假设函数（Hypothesis Representation）

S型函数（Sigmoid Function）也称逻辑函数（Logistic Function）
逻辑回归的假设函数如下：
$$
h_\theta(x) = g(\theta^Tx)
$$
$$
z = \theta^Tx
$$
$$
g(z)=\frac{1}{1+e^{-z}}
$$
S型函数把输入限定在0~1之间，图像如下：

$$
h_\theta(x) = P(y = 1| x; \theta) = 1 - P(y = 0|x;\theta)
P(y = 0|x;\theta) + P(y = 1|x;\theta) = 1
$$
eg.
$ h_\theta(x) = 0.7 $ 代表预测值为1 的概率为70%，为0 的概率为30%。

决策边界（Decision Boundary）

决策边界以能够把样本正确分类的一条边界，不局限于直线，也可能是圆、椭圆等。决策边界由参数$ \theta$ 决定，而不是由数据集的特征决定。
....
● **练习要求**
• 1. 判断以下三条陈述是否与所给文本一致，每条回答“是”或“否”，并原样引用文本中起决定作用的词句：(a) S型函数又称逻辑函数；(b) 决策边界只能是一条直线；(c) 决策边界由数据集的特征决定。
• 2. 统计下列数据行中有多少行包含字符串“output”，只回答一个数字。

● **给定数据**
....
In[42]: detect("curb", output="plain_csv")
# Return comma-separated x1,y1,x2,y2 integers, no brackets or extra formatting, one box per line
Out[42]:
....
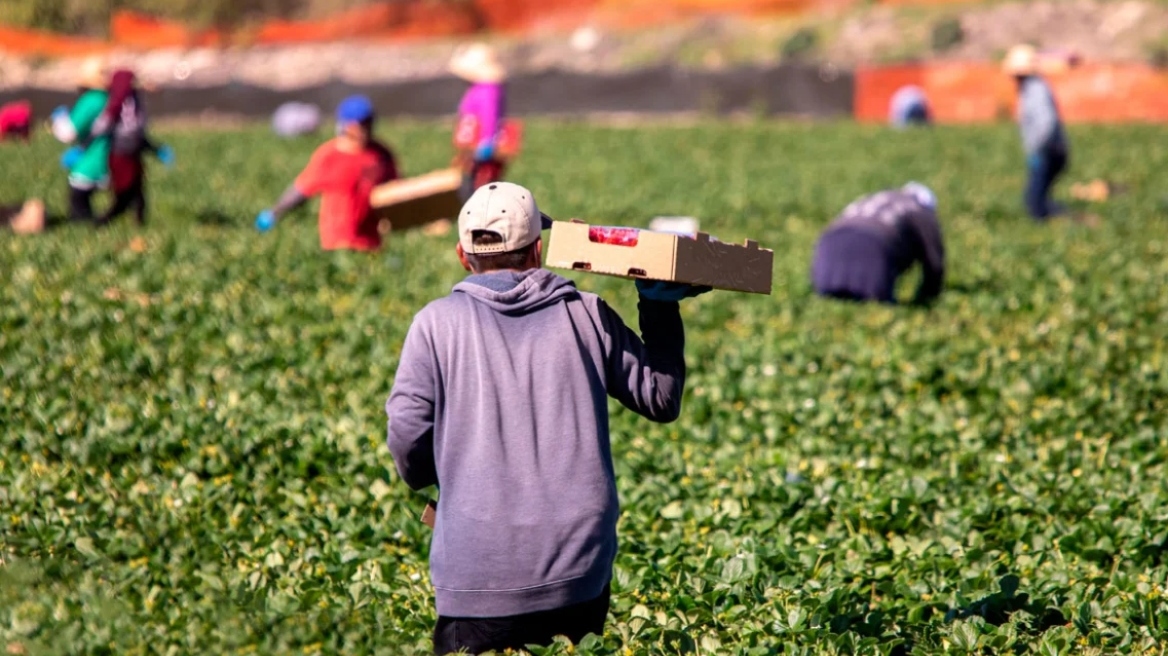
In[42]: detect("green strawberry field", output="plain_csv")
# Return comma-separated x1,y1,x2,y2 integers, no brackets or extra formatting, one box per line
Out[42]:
....
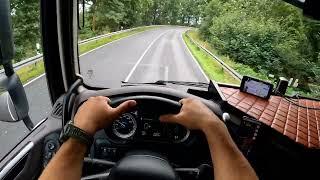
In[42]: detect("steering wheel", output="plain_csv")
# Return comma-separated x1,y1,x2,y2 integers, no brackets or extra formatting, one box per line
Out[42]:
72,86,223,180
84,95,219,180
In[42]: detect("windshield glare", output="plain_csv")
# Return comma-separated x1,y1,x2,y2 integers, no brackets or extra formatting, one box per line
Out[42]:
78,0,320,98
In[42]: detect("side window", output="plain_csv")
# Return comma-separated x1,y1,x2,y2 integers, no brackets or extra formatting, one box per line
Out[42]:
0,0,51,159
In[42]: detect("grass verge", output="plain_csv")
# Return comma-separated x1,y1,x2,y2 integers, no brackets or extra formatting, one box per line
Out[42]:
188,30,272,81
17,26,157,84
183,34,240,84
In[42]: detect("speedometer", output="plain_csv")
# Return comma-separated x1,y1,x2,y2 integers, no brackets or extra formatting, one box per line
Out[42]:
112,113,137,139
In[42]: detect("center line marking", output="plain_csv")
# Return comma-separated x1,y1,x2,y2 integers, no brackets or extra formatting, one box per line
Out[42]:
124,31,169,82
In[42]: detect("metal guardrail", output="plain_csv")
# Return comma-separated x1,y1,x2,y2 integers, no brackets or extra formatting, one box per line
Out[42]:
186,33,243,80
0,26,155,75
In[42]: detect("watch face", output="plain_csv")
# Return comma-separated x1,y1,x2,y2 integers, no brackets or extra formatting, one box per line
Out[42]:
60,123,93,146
....
● **输出结果**
• 1.
(a) 是：“S型函数（Sigmoid Function）也称逻辑函数（Logistic Function）”
(b) 否：“不局限于直线，也可能是圆、椭圆等”
(c) 否：“决策边界由参数$ \theta$ 决定，而不是由数据集的特征决定”

• 2. 10